What is expected >> When you come to the line with "Query: eyelash", begin repeating; continue exactly through the final line of the records and include nothing from before.

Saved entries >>
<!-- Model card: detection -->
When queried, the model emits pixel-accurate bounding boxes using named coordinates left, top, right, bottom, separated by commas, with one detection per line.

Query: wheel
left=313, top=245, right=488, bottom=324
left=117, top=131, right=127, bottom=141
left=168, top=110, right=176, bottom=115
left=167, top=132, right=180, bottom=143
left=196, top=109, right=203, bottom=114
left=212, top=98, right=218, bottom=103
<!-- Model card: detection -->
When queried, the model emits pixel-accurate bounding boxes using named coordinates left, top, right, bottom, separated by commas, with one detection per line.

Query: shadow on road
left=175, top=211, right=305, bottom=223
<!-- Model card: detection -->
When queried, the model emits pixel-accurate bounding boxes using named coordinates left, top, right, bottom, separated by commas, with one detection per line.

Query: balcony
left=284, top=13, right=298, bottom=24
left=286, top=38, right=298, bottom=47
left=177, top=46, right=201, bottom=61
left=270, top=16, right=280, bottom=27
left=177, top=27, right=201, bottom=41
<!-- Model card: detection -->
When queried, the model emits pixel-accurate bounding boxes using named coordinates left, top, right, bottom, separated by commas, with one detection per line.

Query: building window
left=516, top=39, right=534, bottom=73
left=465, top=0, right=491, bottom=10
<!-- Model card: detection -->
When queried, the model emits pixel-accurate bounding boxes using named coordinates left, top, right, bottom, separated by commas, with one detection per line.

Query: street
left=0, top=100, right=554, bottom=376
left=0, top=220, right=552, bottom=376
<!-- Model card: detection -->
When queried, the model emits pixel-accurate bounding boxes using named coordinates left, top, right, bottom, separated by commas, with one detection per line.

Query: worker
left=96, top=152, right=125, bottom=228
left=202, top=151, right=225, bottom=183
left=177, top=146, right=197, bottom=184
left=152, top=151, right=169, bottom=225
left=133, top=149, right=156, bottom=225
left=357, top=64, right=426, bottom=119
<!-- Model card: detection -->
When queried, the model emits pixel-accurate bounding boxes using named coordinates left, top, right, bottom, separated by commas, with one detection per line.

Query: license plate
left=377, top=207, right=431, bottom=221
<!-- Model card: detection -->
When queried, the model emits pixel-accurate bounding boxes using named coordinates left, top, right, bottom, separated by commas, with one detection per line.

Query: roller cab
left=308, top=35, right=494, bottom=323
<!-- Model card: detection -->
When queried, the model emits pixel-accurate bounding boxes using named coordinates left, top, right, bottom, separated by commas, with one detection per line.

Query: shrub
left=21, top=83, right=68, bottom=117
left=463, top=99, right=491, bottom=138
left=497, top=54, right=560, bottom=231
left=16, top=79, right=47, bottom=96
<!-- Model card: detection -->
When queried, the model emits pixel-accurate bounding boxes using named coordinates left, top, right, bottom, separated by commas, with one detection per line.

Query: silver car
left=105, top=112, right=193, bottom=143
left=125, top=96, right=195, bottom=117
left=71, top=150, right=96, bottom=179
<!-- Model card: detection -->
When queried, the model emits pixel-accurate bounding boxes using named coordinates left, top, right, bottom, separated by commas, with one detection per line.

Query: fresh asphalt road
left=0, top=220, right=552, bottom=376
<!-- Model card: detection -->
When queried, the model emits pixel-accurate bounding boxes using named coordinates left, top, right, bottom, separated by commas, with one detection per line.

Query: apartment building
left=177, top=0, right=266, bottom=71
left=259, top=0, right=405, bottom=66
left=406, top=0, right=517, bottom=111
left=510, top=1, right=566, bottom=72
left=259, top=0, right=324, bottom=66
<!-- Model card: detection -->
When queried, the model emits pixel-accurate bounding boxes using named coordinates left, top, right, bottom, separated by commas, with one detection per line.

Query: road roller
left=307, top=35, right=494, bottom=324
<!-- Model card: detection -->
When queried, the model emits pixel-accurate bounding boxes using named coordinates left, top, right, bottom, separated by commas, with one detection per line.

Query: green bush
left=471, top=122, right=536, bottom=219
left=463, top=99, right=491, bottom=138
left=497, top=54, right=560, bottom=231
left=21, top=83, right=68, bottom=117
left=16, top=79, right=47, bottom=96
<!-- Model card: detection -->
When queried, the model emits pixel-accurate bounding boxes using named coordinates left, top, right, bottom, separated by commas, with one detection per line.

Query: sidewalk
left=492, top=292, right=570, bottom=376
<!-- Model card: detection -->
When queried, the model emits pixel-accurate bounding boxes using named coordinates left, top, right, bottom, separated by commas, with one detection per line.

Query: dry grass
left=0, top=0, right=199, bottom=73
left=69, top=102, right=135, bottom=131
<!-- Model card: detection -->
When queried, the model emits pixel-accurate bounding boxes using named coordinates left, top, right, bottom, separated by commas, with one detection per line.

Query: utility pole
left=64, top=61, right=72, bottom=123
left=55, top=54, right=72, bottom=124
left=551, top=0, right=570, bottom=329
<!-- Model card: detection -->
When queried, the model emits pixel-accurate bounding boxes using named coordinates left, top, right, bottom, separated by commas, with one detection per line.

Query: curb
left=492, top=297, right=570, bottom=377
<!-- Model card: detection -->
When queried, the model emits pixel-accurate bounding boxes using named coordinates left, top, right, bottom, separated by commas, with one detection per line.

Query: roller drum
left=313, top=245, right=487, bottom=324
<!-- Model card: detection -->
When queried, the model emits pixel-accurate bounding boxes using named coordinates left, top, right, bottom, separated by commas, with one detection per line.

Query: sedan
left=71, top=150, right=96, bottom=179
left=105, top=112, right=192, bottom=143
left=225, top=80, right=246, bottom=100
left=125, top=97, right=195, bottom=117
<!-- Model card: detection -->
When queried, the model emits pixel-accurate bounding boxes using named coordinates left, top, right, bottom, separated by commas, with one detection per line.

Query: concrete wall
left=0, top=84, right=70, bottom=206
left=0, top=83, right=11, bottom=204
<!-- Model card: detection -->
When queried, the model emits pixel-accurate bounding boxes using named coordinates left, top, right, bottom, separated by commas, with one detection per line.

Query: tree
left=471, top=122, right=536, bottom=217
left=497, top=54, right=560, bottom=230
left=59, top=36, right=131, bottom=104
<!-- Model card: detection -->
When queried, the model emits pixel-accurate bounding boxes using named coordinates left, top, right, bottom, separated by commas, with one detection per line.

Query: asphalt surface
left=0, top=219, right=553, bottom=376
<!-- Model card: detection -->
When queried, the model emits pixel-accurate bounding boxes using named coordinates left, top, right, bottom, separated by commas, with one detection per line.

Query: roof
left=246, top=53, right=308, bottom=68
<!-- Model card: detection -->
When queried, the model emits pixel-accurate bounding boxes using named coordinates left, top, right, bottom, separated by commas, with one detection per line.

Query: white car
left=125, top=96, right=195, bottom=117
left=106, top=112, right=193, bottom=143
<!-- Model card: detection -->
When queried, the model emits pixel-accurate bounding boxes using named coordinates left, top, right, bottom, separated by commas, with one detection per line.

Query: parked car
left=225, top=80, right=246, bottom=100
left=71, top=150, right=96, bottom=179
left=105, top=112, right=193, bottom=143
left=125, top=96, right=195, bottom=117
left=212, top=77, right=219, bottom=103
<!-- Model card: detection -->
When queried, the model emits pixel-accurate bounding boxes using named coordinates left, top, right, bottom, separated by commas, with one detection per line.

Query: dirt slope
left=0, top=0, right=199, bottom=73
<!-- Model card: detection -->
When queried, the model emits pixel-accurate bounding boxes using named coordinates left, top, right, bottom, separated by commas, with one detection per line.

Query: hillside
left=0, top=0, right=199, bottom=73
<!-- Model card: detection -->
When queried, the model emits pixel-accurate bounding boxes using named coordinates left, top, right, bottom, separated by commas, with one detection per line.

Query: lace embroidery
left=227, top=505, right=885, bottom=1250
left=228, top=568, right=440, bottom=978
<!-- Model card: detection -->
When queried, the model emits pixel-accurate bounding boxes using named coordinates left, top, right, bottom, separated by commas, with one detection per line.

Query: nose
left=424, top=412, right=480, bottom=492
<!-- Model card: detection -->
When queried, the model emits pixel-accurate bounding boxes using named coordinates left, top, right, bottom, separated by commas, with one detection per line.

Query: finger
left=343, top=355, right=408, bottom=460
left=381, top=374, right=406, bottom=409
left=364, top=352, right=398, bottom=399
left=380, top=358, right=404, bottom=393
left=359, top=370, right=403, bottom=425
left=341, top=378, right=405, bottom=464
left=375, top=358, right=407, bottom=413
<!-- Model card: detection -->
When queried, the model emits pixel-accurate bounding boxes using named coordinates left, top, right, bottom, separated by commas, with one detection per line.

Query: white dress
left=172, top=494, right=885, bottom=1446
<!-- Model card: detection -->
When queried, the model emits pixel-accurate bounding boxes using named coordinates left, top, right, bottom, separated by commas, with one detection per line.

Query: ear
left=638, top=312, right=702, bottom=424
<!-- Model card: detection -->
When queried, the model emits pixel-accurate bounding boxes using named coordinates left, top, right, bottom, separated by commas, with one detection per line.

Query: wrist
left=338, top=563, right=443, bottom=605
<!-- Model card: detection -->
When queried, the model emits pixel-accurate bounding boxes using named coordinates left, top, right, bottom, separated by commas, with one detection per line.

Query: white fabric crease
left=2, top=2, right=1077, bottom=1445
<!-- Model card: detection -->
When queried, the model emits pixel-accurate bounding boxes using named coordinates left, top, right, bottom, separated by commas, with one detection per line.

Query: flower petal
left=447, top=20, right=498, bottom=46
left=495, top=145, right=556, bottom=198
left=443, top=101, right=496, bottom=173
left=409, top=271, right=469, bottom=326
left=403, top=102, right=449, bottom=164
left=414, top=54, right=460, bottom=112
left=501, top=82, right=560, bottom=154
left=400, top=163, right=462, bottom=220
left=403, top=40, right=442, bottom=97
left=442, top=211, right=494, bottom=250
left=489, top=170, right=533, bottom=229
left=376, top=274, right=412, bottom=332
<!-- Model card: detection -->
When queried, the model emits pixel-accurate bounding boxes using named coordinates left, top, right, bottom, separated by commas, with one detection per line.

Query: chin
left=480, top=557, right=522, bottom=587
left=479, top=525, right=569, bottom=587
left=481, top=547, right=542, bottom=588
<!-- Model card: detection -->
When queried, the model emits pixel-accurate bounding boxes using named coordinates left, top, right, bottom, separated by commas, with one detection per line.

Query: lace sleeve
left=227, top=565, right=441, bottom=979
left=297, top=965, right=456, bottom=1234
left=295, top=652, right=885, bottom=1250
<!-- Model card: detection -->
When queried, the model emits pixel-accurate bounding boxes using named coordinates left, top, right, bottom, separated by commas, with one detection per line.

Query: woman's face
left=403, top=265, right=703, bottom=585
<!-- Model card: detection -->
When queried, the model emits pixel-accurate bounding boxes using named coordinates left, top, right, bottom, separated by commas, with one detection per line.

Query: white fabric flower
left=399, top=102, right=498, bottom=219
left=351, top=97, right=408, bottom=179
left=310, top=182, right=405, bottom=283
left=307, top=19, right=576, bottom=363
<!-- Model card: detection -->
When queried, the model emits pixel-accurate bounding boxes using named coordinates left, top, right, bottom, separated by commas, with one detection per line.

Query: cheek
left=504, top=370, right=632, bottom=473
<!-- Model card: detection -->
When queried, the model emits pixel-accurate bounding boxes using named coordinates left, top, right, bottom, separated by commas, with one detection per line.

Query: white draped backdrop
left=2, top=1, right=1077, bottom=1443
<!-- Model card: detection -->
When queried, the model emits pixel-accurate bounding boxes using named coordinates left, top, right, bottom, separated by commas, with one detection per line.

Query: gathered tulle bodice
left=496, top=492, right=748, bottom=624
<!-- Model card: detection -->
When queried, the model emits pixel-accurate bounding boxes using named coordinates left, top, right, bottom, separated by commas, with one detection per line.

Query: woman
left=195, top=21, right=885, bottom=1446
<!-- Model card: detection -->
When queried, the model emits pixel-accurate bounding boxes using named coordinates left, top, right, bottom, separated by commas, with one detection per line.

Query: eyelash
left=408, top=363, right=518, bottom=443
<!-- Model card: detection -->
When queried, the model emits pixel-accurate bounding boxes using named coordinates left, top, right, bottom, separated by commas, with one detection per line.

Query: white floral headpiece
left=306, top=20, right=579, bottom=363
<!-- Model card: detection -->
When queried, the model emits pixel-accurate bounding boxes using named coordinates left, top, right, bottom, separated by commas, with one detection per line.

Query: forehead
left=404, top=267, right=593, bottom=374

Exercise solution >>
Query: eyelash
left=408, top=363, right=518, bottom=443
<!-- Model card: detection -->
When queried, the model emits pixel-accurate bounding boxes using named coordinates left, top, right, bottom, separated by commas, with one detection per line.

Query: white floral headpiece
left=306, top=20, right=579, bottom=363
<!-- Model card: detection -->
When queried, the model emits pixel-accurate bounding boxes using named coordinates left, top, right, bottom, separated by commas, with one detection per line.

Query: forehead
left=404, top=267, right=593, bottom=374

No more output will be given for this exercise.